Position annotation records:

........

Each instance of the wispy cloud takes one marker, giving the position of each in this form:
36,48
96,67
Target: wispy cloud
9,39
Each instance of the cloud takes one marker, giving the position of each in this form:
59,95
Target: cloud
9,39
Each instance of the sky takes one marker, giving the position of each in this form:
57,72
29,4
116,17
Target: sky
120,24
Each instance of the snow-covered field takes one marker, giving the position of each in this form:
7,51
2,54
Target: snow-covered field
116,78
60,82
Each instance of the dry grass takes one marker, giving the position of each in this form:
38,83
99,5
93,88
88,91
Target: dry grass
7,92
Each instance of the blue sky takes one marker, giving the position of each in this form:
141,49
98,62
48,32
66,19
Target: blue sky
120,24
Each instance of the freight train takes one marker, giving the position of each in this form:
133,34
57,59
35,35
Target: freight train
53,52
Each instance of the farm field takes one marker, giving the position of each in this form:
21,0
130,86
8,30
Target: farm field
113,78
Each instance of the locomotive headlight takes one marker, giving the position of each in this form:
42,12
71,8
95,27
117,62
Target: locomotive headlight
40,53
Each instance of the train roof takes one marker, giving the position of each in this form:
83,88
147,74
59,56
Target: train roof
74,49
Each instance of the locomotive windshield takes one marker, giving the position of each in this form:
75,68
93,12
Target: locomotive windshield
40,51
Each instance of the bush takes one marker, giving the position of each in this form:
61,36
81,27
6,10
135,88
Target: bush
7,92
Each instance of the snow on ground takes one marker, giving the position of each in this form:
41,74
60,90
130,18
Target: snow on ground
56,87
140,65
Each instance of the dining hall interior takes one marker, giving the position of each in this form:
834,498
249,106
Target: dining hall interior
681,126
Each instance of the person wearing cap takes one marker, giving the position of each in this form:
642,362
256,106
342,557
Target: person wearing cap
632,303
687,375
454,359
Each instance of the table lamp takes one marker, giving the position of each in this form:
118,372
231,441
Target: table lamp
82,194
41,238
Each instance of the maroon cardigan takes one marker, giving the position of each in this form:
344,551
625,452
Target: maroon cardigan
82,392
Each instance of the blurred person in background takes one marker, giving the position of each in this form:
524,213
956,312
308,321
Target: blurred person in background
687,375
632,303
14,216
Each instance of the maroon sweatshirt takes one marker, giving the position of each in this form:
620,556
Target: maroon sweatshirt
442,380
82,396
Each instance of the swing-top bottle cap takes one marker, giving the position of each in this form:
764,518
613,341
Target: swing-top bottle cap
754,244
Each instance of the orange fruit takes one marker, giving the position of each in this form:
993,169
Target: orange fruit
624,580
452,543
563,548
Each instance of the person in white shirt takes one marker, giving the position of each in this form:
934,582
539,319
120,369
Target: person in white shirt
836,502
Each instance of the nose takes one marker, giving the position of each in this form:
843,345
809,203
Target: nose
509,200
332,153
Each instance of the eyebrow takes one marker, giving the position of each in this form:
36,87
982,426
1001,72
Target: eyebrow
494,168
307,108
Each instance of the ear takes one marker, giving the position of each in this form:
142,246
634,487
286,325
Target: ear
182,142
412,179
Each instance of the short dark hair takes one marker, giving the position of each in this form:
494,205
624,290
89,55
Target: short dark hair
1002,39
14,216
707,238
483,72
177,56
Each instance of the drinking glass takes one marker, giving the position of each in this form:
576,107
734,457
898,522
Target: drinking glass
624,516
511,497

........

- [Stated problem] Copy every line of the records above word for word, without changing anything.

- [Solved exercise]
Each instance of the wispy cloud takes one marker, giving the position of each in this form:
36,48
96,67
Target: wispy cloud
9,39
Each instance of the cloud takes one marker, giving the position of each in this form:
59,95
Target: cloud
9,39
Each instance of the sky takes one marker, giving the position of each in this form:
57,72
29,4
116,17
Target: sky
120,24
Each instance of the snow-covered field takes one marker, giving the position of each in this form:
7,51
2,54
Target: snow-covered field
116,78
60,82
Each instance of the dry grass takes one marker, giving the position of each in this form:
38,83
99,5
93,88
88,91
Target: dry grass
7,92
Each instance of the blue sky takes one marker, giving the position of each in this form:
141,49
98,62
48,32
66,19
Target: blue sky
120,24
Each instance of the freight train takes one marker, giving the position of each in this form:
133,34
57,59
35,35
Target: freight train
53,52
Each instance of the farm field takes one marker, giving the position of each in this form:
21,0
130,86
8,30
Target: farm field
113,78
Each instance of the locomotive headlight takes one marker, giving the position of each in this form:
42,12
71,8
95,27
117,62
Target: locomotive headlight
40,53
Each instance of the train roof takes one marker, giving the position of each in this form:
83,88
147,74
59,56
Target: train roof
74,49
Each instance of the locomotive windshield takes one marker, giving the position of each in this form:
75,68
93,12
Target: locomotive windshield
40,51
Each instance of the bush takes one marker, giving the position of each in this form:
61,36
81,27
6,10
135,88
Target: bush
7,92
Each instance of the snow on ground takes one marker, giving the position of each in this form:
41,74
60,90
130,18
Target: snow on ground
56,87
140,65
Each instance of the dining hall interior takes one marker, giving the position of each in this form:
834,498
249,106
Target: dining hall interior
681,126
Each instance of the person wearing cap takes one marker, giving the position of each in this form:
642,362
256,106
342,557
Target: person wearing cap
632,303
687,375
454,359
Each instance of the table lamp takes one marker, giving the position of each in this form:
118,372
231,441
Target: table lamp
82,194
41,238
Each instance of the maroon cardigan takes one marker, giving the position of each in this form:
344,551
625,452
Target: maroon cardigan
82,392
Each instance of the blurred person in background takes one marker, giving the position of each in this form:
524,213
956,312
308,321
Target: blurred person in background
687,375
632,303
14,216
Each instance of the maroon sweatshirt takes one marker, giving the position of each in this form:
620,556
Target: maroon sweatshirt
442,380
82,396
Each instance of the swing-top bottle cap takes one marker, giving the position of each in this form:
764,518
613,341
Target: swing-top bottle cap
754,244
Each instance of the orange fruit takes one marker, giving the position of each in this form:
993,169
Target: orange fruit
624,580
452,543
563,548
Each instance of the person in white shirt takes one marker, giving the position of each in this form:
934,582
539,319
120,369
Target: person in white shirt
836,502
Each instance of the nose takes one marker, giving the position of each in this form:
843,345
809,203
Target: nose
509,200
332,153
Each instance of the eyebrow takes one marker, giving the position of each in this form:
36,87
982,426
1001,72
Target: eyebrow
494,168
307,108
Each instance of the ear takes one marker, giving the position of each in this form:
142,246
634,487
286,325
Target: ear
182,142
412,179
Each instance of the short dark hair takes one marker, giving the position of each in this form:
494,205
624,290
89,55
Target: short dark hair
1002,39
14,216
707,238
483,72
177,56
Each instance of the drinking glass takes one marker, giving the position of each in this form:
576,107
734,457
898,522
Target: drinking glass
624,516
511,497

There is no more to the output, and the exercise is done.